-- Start of Selected text --

[volt-nuts] LTZ1000 at higher currents

Andreas Jahn Andreas_-_Jahn at t-online.de
Wed Oct 19 19:08:26 UTC 2011


Just some thoughts:

if you increase the zener current you have
to increase temperature setpoint of the heater.
Otherwise the temperature regulation will
be bad. You need to have a temperature stability of
0.001 K on the zener to get the 0.05ppm/K
temperature gradient.

The "Pickering patent" changes the temperature
setpoint of the heater not the zener current.

Although there is no direct prohibition,
all diagrams are ending at 5mA.
And if there would be a significant improvement
at higher currents then HP would have used this
in his 3458A. The only thing they did is changeing
the 120 Ohms to 111 Ohms. On my reference
I have about 3.8 mA with the 120 Ohms.

With best regards

Andreas



----- Original Message ----- 
From: "John Devereux" <john at devereux.me.uk>
To: <volt-nuts at febo.com>
Sent: Wednesday, October 19, 2011 3:14 PM
Subject: [volt-nuts] LTZ1000 at higher currents


> Hello everyone,
>
> Is there some reason why LTZ1000s are not run at a lot higher current
> than 5mA?
>
> Thermal resistance is 80'C/W, or ~0.5'C/mA. So it would seem OK to run
> it at 10, 20, 30mA before seeing serious problems due to raising the
> temperature too high.

-- End of Selected text --

#### Written instruction a:
Offset every coordinate in the answers by -17 and write out again everything in the records from the line containing "Tag one point on every instance of the dark" down to the end of the records, requests included.

-- Start of Material to process --

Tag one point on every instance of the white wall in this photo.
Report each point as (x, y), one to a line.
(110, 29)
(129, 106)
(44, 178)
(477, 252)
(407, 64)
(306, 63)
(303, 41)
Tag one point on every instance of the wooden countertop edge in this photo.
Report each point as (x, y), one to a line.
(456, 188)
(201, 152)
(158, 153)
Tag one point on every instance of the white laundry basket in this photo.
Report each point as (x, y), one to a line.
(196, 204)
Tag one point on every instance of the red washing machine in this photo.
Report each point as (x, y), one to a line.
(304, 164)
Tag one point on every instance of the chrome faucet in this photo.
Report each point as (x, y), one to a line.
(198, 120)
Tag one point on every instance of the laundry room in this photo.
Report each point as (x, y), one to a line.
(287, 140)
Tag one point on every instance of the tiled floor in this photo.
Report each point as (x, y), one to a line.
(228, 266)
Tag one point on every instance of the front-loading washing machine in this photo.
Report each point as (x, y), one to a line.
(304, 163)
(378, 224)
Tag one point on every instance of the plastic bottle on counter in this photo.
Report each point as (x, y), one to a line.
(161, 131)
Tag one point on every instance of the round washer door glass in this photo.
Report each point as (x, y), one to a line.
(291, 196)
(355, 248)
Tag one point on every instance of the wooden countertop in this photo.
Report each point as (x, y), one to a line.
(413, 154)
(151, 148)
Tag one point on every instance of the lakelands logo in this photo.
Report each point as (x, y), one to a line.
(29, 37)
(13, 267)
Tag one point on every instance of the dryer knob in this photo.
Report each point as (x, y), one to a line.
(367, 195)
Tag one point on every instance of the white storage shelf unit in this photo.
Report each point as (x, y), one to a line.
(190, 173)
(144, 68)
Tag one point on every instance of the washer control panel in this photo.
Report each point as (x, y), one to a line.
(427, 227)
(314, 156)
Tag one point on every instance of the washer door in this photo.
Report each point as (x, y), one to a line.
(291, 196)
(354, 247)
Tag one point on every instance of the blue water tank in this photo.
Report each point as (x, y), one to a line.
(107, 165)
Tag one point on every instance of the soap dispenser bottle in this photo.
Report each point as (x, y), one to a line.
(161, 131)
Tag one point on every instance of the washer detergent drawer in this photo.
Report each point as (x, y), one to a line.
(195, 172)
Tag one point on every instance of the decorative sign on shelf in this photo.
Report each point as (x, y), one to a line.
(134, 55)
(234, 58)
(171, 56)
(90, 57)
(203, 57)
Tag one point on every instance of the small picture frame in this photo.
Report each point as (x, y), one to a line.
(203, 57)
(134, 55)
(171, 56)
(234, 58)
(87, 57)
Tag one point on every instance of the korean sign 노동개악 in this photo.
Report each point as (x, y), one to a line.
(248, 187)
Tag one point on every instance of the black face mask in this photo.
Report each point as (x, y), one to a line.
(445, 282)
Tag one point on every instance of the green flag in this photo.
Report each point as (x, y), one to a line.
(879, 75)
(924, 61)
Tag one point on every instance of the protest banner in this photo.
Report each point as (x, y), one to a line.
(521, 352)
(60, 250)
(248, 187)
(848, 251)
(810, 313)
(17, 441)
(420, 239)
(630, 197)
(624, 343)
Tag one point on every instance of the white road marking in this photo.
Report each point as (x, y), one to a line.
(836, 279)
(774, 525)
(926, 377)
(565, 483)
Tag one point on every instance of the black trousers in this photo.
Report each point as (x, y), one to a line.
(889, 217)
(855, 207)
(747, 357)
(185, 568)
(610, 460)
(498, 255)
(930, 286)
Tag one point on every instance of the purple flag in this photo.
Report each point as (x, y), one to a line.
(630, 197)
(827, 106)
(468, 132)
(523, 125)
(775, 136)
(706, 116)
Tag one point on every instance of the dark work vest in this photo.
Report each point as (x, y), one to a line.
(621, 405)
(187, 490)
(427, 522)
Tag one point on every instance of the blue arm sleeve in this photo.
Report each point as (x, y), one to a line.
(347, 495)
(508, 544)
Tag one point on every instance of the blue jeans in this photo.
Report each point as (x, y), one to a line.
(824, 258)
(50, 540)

-- End of Material to process --

#### Written instruction b:
Please write out everything in the LTZ1000 message from "Otherwise the temperature" down to "temperature gradient.".

#### Exercise response a:
Tag one point on every instance of the dark work vest in this photo.
Report each point as (x, y), one to a line.
(604, 388)
(170, 473)
(410, 505)
Tag one point on every instance of the blue arm sleeve in this photo.
Report each point as (x, y), one to a line.
(330, 478)
(491, 527)
Tag one point on every instance of the blue jeans in this photo.
Report each point as (x, y), one to a line.
(807, 241)
(33, 523)

#### Exercise response b:
Otherwise the temperature regulation will
be bad. You need to have a temperature stability of
0.001 K on the zener to get the 0.05ppm/K
temperature gradient.